WHAT IS REQUIRED
Repeat the listing word for word. Leave every picture out.

DATA RECORDS

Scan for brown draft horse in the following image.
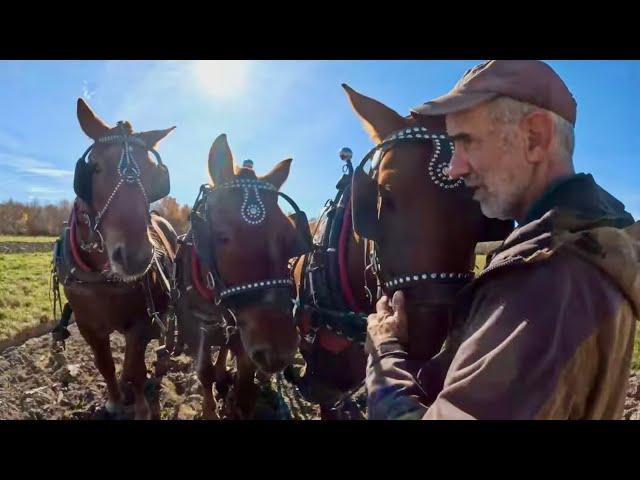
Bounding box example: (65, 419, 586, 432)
(290, 180, 375, 420)
(57, 99, 178, 420)
(173, 134, 310, 419)
(289, 85, 513, 418)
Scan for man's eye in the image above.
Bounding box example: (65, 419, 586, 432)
(454, 137, 470, 149)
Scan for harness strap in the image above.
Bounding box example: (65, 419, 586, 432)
(69, 206, 95, 273)
(143, 273, 167, 334)
(153, 255, 172, 296)
(191, 245, 215, 301)
(338, 194, 364, 313)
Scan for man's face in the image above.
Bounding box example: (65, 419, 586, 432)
(446, 103, 533, 220)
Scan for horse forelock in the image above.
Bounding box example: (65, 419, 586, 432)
(235, 167, 258, 180)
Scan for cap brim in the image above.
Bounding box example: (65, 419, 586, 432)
(411, 90, 499, 117)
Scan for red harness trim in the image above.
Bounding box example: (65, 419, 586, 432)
(338, 194, 366, 313)
(69, 203, 112, 273)
(300, 195, 365, 355)
(190, 245, 215, 301)
(69, 206, 93, 273)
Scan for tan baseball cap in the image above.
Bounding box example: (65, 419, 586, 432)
(411, 60, 577, 126)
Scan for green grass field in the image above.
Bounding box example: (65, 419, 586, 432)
(0, 251, 65, 343)
(0, 235, 57, 243)
(474, 254, 487, 275)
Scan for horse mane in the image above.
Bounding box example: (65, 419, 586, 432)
(234, 165, 258, 179)
(209, 166, 258, 188)
(149, 211, 178, 262)
(121, 121, 134, 134)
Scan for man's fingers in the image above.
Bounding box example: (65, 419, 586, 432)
(376, 295, 392, 315)
(391, 290, 405, 314)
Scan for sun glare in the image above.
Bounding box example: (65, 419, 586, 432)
(191, 60, 251, 99)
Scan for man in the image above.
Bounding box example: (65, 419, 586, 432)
(365, 60, 640, 420)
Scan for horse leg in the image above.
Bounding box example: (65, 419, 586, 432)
(173, 314, 185, 356)
(213, 347, 233, 399)
(164, 311, 176, 356)
(121, 328, 153, 420)
(196, 331, 219, 420)
(77, 325, 122, 415)
(233, 352, 258, 419)
(153, 316, 171, 380)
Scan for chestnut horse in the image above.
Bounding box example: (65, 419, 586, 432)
(173, 134, 312, 419)
(289, 154, 375, 420)
(53, 99, 178, 419)
(288, 85, 513, 418)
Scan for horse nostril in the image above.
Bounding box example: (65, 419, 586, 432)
(112, 245, 125, 266)
(252, 349, 267, 367)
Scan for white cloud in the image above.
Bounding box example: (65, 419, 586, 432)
(0, 153, 72, 178)
(0, 152, 49, 170)
(28, 186, 66, 194)
(82, 80, 96, 100)
(25, 167, 73, 178)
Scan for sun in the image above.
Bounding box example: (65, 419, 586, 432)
(191, 60, 251, 99)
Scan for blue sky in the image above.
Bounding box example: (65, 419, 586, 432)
(0, 60, 638, 219)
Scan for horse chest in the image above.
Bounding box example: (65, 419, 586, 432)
(64, 283, 156, 333)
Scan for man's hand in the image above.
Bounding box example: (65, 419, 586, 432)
(365, 290, 408, 355)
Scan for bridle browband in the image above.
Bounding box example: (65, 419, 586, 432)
(74, 121, 169, 253)
(353, 126, 474, 300)
(189, 178, 311, 308)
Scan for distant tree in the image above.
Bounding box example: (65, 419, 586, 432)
(0, 199, 71, 236)
(0, 196, 191, 236)
(151, 196, 191, 235)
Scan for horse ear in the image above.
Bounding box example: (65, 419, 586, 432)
(208, 134, 235, 186)
(342, 83, 408, 144)
(139, 127, 176, 150)
(260, 158, 292, 190)
(77, 98, 110, 140)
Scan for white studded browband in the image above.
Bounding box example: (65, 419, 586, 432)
(85, 128, 150, 235)
(384, 271, 474, 290)
(205, 178, 292, 300)
(97, 134, 147, 146)
(218, 278, 293, 299)
(383, 127, 448, 143)
(380, 127, 464, 190)
(217, 178, 277, 225)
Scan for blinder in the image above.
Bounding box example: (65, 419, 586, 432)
(73, 145, 95, 204)
(73, 122, 170, 206)
(279, 191, 313, 258)
(350, 126, 484, 302)
(189, 185, 215, 275)
(146, 152, 171, 203)
(188, 179, 313, 307)
(351, 127, 460, 243)
(351, 165, 380, 241)
(350, 126, 514, 246)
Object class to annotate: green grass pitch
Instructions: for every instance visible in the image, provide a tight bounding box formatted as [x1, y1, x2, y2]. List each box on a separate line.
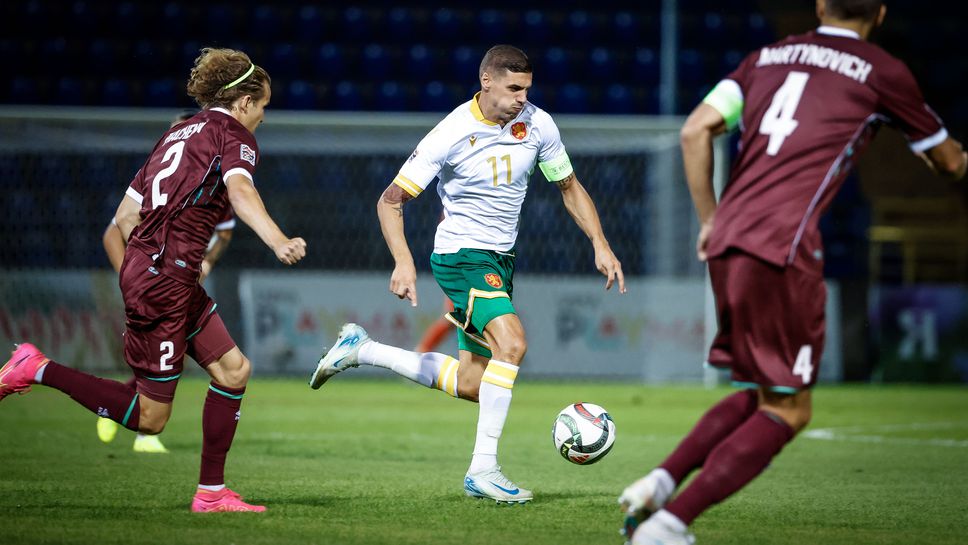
[1, 378, 966, 544]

RESPONSE FOR THIS EXERCISE
Scan for brown draft horse in the following image.
Bounding box example: (65, 419, 586, 432)
(290, 180, 375, 420)
(57, 99, 178, 420)
(173, 134, 310, 419)
(289, 85, 513, 418)
Scan for man's eye in the image above.
Bounding box example: (65, 419, 586, 432)
(454, 137, 470, 149)
Scan for harness strap in the image above.
Bounding box example: (65, 419, 586, 432)
(69, 206, 95, 273)
(143, 273, 167, 334)
(153, 255, 172, 296)
(191, 245, 215, 301)
(338, 194, 364, 313)
Scan for man's face in the image above.
Bounding box example: (65, 419, 586, 432)
(446, 103, 533, 220)
Scan for horse forelock in the image above.
Bounding box example: (65, 419, 586, 432)
(235, 167, 258, 180)
Scan for cap brim in the image above.
Bounding box example: (65, 419, 586, 432)
(411, 90, 499, 117)
Scan for red harness trim in the image above.
Bounding box example: (65, 419, 586, 432)
(338, 194, 366, 313)
(69, 203, 112, 273)
(300, 195, 365, 355)
(190, 245, 215, 301)
(69, 206, 93, 273)
Scan for tan baseball cap in the image above.
Bounding box example: (65, 419, 586, 432)
(411, 60, 577, 126)
Scan for green grass field in the image above.
Bounding box example: (65, 419, 586, 432)
(0, 251, 65, 343)
(0, 235, 57, 243)
(474, 254, 487, 275)
Scan for horse mane in the image above.
Bounding box example: (65, 419, 586, 432)
(234, 165, 258, 179)
(209, 166, 258, 188)
(149, 211, 178, 262)
(121, 121, 134, 134)
Scan for man's fingers in the image above.
Bounding box example: (65, 419, 586, 432)
(376, 295, 392, 315)
(391, 290, 405, 314)
Scan for sun glare in the image above.
Bounding box example: (65, 419, 586, 432)
(191, 60, 251, 99)
Scan for man in the image above.
Bounding box example: (65, 419, 586, 432)
(365, 60, 640, 420)
Scan for horse leg in the image above.
Bounding box example: (65, 419, 586, 432)
(173, 314, 185, 356)
(213, 347, 233, 399)
(164, 311, 176, 356)
(121, 328, 153, 420)
(196, 331, 219, 420)
(77, 325, 122, 415)
(233, 352, 258, 419)
(153, 316, 171, 380)
Scan for chestnut horse in the image above.
Bounding box example: (65, 419, 586, 432)
(173, 134, 312, 419)
(289, 154, 375, 420)
(53, 99, 178, 419)
(288, 85, 513, 418)
Scan for horse nostril in the image above.
Bounding box example: (65, 419, 586, 432)
(112, 245, 125, 266)
(252, 349, 267, 367)
Scan for white cloud in the image above.
Bounding box example: (65, 419, 586, 432)
(0, 153, 72, 178)
(0, 152, 49, 170)
(28, 186, 66, 194)
(82, 80, 96, 100)
(25, 167, 73, 178)
Scan for sun in the image above.
Bounding box example: (65, 419, 586, 432)
(191, 60, 251, 99)
Scan for blue sky in the image above.
Bounding box example: (65, 419, 586, 432)
(0, 60, 638, 219)
Scan for horse chest in the image above.
Bounding box example: (65, 419, 586, 432)
(64, 283, 156, 333)
Scan for man's hand in the image above.
Bounding box example: (65, 419, 586, 432)
(365, 290, 408, 355)
Scan for bridle browband in the image above.
Bounding box example: (65, 419, 586, 432)
(74, 121, 169, 253)
(353, 126, 474, 300)
(189, 178, 311, 308)
Scan for distant tree in the image above.
Bounding box example: (65, 419, 586, 432)
(0, 199, 71, 236)
(0, 196, 191, 236)
(151, 196, 191, 235)
Scan for horse ear in the image above.
Bounding box example: (65, 419, 586, 432)
(208, 134, 235, 186)
(342, 83, 408, 144)
(139, 127, 176, 150)
(260, 158, 292, 190)
(77, 98, 110, 140)
Scan for white studded browband in the image above.
Bounding box example: (65, 419, 586, 432)
(85, 128, 150, 235)
(384, 271, 474, 290)
(205, 178, 292, 300)
(97, 134, 147, 146)
(218, 278, 293, 299)
(383, 127, 448, 143)
(380, 127, 464, 190)
(217, 178, 277, 225)
Scan for blinder in the image above.
Bounding box example: (65, 419, 586, 432)
(73, 145, 95, 204)
(73, 122, 170, 206)
(279, 191, 313, 258)
(350, 126, 484, 302)
(189, 185, 215, 275)
(146, 152, 171, 203)
(188, 179, 313, 307)
(351, 127, 460, 243)
(351, 165, 380, 241)
(350, 126, 514, 246)
Object class to annotate: green grass pitch
Instructions: for every instance visible in the image, provide a tight bounding box formatted as [x1, y1, x2, y2]. List each box on a separate line.
[1, 378, 966, 544]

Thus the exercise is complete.